═════ Data supplied ═════
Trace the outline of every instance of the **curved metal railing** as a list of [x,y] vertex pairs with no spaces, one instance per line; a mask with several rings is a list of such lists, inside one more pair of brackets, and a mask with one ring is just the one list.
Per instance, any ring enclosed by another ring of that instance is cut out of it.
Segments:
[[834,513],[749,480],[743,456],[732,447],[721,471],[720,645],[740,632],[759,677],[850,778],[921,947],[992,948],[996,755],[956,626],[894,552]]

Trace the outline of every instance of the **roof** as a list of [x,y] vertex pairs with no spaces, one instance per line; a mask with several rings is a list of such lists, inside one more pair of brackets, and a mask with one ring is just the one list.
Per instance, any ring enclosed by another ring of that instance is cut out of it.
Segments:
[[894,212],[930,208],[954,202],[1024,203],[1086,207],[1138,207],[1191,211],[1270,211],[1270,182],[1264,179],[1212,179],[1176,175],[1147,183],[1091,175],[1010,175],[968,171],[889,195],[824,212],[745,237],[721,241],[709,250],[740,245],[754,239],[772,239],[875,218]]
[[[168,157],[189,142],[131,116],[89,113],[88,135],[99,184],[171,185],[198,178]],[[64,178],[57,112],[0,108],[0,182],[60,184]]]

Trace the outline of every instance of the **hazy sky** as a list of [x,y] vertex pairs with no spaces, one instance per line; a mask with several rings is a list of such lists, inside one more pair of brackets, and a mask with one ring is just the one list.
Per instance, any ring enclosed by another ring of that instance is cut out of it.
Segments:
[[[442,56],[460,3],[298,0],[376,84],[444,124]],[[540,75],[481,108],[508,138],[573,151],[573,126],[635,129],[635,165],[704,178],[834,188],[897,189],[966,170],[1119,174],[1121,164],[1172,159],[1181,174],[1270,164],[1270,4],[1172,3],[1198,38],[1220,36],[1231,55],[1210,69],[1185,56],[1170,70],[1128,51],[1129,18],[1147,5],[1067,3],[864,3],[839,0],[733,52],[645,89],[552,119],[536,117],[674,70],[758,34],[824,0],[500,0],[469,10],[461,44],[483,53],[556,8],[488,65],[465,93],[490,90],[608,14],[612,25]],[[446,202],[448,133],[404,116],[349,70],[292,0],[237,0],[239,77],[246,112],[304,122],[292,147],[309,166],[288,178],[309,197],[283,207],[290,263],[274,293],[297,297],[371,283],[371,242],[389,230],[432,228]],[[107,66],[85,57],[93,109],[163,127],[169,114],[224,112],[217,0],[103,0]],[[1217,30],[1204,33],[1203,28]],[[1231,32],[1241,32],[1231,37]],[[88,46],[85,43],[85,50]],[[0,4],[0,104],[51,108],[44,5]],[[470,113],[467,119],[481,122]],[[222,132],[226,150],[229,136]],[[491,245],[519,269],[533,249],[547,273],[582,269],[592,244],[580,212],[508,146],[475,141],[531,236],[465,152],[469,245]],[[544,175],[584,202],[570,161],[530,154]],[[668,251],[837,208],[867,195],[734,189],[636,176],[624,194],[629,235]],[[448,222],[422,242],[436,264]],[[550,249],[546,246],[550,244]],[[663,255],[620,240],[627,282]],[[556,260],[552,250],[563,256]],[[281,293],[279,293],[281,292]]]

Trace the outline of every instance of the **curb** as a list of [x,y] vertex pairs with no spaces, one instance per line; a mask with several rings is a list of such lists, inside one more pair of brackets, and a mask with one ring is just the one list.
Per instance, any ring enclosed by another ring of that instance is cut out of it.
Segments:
═════
Task goal
Can you reproduce all of the rows above verbatim, keeping every line as it is?

Response for this exercise
Trace the outline of every instance of the **curved metal railing** as a list of [x,y] vertex pairs with no spaces, one instance per line; a mask with several rings is a list of such lists, inside one more pair of brackets, and a mask with one ring is just the one list.
Per instance, any ring enclosed by another ring of that instance is cut out of it.
Segments:
[[834,513],[749,480],[743,456],[732,447],[721,471],[720,645],[740,632],[759,677],[850,778],[921,947],[992,948],[996,755],[956,626],[894,552]]

Trace the outline of every instance of the **roof** as a list of [x,y] vertex pairs with no spaces, one instance per line; a mask with several rings is a list of such lists, inside one more pair of brackets, and a mask with one ring is just the one list.
Per instance, any ring enclosed by another ring of that instance is cut out of it.
Segments:
[[894,212],[930,208],[954,202],[1024,203],[1086,207],[1138,207],[1191,211],[1270,211],[1270,182],[1264,179],[1212,179],[1176,175],[1147,183],[1091,175],[1010,175],[968,171],[889,195],[824,212],[745,237],[721,241],[709,250],[740,245],[754,239],[772,239],[875,218]]
[[[168,157],[189,142],[131,116],[89,113],[88,135],[99,184],[171,185],[198,178]],[[64,178],[57,112],[0,108],[0,182],[60,184]]]

Trace the outline of every instance of the **hazy sky** as a list of [x,y] vertex pairs with no spaces, one instance per line; a mask with several rings is a list of such lists, inside one more pair of brackets, and a mask with one ring is just the one list.
Per instance, any ring enclosed by another ring of that instance is cut out of it.
Segments:
[[[442,56],[460,3],[298,0],[376,84],[444,124]],[[540,75],[481,108],[508,138],[573,151],[573,126],[635,129],[635,165],[704,178],[834,188],[897,189],[966,170],[1119,174],[1121,164],[1172,159],[1181,174],[1270,164],[1270,4],[1172,3],[1198,38],[1220,36],[1231,55],[1210,69],[1185,56],[1170,70],[1128,51],[1129,18],[1147,5],[1067,3],[864,3],[839,0],[733,52],[645,89],[552,119],[536,117],[674,70],[758,34],[824,0],[500,0],[469,10],[461,44],[483,53],[556,8],[488,65],[465,93],[490,90],[608,14],[612,25]],[[446,202],[448,133],[404,116],[349,70],[292,0],[237,0],[239,77],[246,112],[304,122],[292,147],[309,166],[288,178],[309,197],[283,207],[290,263],[274,293],[297,297],[371,283],[371,242],[389,230],[432,228]],[[107,66],[85,57],[93,109],[163,127],[169,114],[224,112],[217,0],[103,0]],[[1217,30],[1204,33],[1203,28]],[[1231,32],[1241,32],[1231,37]],[[88,46],[85,43],[85,50]],[[0,4],[0,104],[51,108],[44,5]],[[470,113],[467,119],[481,122]],[[222,132],[226,150],[229,136]],[[491,245],[519,269],[533,249],[547,273],[582,269],[592,244],[580,212],[508,146],[475,141],[531,236],[465,152],[469,245]],[[544,175],[584,202],[570,161],[530,154]],[[668,251],[837,208],[867,195],[734,189],[636,176],[624,194],[629,235]],[[448,222],[422,242],[436,264]],[[550,249],[546,246],[550,244]],[[663,255],[620,240],[627,282]],[[556,260],[552,250],[563,256]],[[281,293],[279,293],[281,292]]]

Trace the outline of every instance of the **curb** as a list of [x,y] vertex pairs with no spaces, one instance per line; a mask with several rings is a list of such lists, inside one more pair of brackets, and a mask with one ring is just the one list.
Per instance, any ring enclosed by another ring of that instance is cut out of it.
Segments:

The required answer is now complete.